▸ **Exercise directions**
Type the records out again in full, exactly.

*** The input Section Begins ***

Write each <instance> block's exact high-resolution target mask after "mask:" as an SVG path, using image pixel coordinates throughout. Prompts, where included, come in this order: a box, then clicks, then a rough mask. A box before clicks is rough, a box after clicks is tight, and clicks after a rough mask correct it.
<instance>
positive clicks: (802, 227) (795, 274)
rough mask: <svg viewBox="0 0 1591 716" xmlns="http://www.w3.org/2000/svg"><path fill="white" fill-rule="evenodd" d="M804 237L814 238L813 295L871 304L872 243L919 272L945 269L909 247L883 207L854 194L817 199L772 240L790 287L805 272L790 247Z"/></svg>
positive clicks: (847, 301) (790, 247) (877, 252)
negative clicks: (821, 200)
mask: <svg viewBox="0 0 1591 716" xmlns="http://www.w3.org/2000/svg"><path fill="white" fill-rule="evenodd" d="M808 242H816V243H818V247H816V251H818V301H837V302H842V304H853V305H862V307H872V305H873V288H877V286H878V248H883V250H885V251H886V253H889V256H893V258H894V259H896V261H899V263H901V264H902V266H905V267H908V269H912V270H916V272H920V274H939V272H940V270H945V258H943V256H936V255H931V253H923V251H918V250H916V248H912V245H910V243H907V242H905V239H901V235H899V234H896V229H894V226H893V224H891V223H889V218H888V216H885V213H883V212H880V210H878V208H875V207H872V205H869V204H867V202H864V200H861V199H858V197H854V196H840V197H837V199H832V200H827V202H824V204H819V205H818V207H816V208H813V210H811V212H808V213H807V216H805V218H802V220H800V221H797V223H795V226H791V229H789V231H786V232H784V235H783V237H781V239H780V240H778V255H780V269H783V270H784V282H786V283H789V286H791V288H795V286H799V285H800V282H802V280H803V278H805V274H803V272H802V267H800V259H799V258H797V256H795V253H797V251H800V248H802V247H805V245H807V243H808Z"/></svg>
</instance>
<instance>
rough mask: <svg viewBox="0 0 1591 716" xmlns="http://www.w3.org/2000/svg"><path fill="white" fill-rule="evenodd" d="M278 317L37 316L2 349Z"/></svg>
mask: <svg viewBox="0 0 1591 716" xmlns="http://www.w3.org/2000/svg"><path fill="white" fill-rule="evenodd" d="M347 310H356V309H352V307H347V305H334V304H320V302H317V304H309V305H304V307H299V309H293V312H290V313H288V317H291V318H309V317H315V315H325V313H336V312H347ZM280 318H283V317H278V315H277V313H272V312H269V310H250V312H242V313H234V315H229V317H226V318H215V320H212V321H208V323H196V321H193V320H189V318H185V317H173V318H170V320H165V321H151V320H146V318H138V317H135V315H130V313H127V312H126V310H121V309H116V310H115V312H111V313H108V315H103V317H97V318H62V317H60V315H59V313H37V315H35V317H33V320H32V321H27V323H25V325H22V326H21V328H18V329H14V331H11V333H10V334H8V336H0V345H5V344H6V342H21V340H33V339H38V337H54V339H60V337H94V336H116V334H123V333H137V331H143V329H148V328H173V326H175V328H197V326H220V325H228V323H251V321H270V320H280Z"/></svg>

*** The input Section Ends ***

▸ **Answer section**
Write each <instance> block's exact high-resolution target mask after "mask:" as an SVG path, using image pixel coordinates throughout. Prompts, where included, come in this order: a box, then clicks, then a rough mask. A box before clicks is rough, a box after clicks is tight, and clicks after a rough mask correct it.
<instance>
positive clicks: (802, 227) (795, 274)
rough mask: <svg viewBox="0 0 1591 716" xmlns="http://www.w3.org/2000/svg"><path fill="white" fill-rule="evenodd" d="M804 237L814 238L813 295L871 304L872 243L919 272L945 269L909 247L883 207L854 194L817 199L772 240L790 287L805 272L790 247Z"/></svg>
positive clicks: (847, 301) (790, 247) (877, 252)
negative clicks: (821, 200)
mask: <svg viewBox="0 0 1591 716" xmlns="http://www.w3.org/2000/svg"><path fill="white" fill-rule="evenodd" d="M808 242H816V243H818V247H816V251H818V301H837V302H842V304H853V305H862V307H872V305H873V288H877V286H878V248H883V250H885V251H886V253H889V256H893V258H894V259H896V261H899V263H901V264H902V266H905V267H908V269H912V270H916V272H920V274H939V272H940V270H945V258H943V256H936V255H931V253H923V251H918V250H916V248H912V245H910V243H907V242H905V239H901V235H899V234H896V229H894V226H893V224H891V223H889V218H888V216H885V213H883V212H880V210H878V208H875V207H872V205H869V204H867V202H864V200H861V199H858V197H854V196H840V197H837V199H832V200H827V202H824V204H819V205H818V207H816V208H813V210H811V212H808V213H807V216H805V218H802V220H800V221H797V223H795V226H791V229H789V231H786V232H784V235H783V237H781V239H780V240H778V255H780V269H783V270H784V282H786V283H789V286H791V288H795V286H799V285H800V282H802V280H803V278H805V274H803V272H802V267H800V259H799V258H797V256H795V253H797V251H800V248H802V247H805V245H807V243H808Z"/></svg>
</instance>
<instance>
rough mask: <svg viewBox="0 0 1591 716" xmlns="http://www.w3.org/2000/svg"><path fill="white" fill-rule="evenodd" d="M278 317L37 316L2 349Z"/></svg>
mask: <svg viewBox="0 0 1591 716" xmlns="http://www.w3.org/2000/svg"><path fill="white" fill-rule="evenodd" d="M347 310H356V309H352V307H347V305H334V304H320V302H317V304H309V305H304V307H299V309H293V312H290V313H288V317H291V318H309V317H315V315H325V313H336V312H347ZM280 318H283V317H278V315H277V313H272V312H269V310H250V312H242V313H234V315H229V317H226V318H215V320H212V321H208V323H196V321H193V320H189V318H185V317H173V318H170V320H165V321H151V320H146V318H138V317H135V315H130V313H127V312H126V310H121V309H116V310H115V312H111V313H108V315H103V317H97V318H62V317H60V315H59V313H37V315H35V317H33V320H32V321H27V323H25V325H22V326H21V328H18V329H14V331H11V333H10V334H8V336H0V345H5V344H6V342H21V340H33V339H38V337H54V339H60V337H94V336H116V334H123V333H137V331H143V329H148V328H173V326H175V328H197V326H220V325H228V323H251V321H270V320H280Z"/></svg>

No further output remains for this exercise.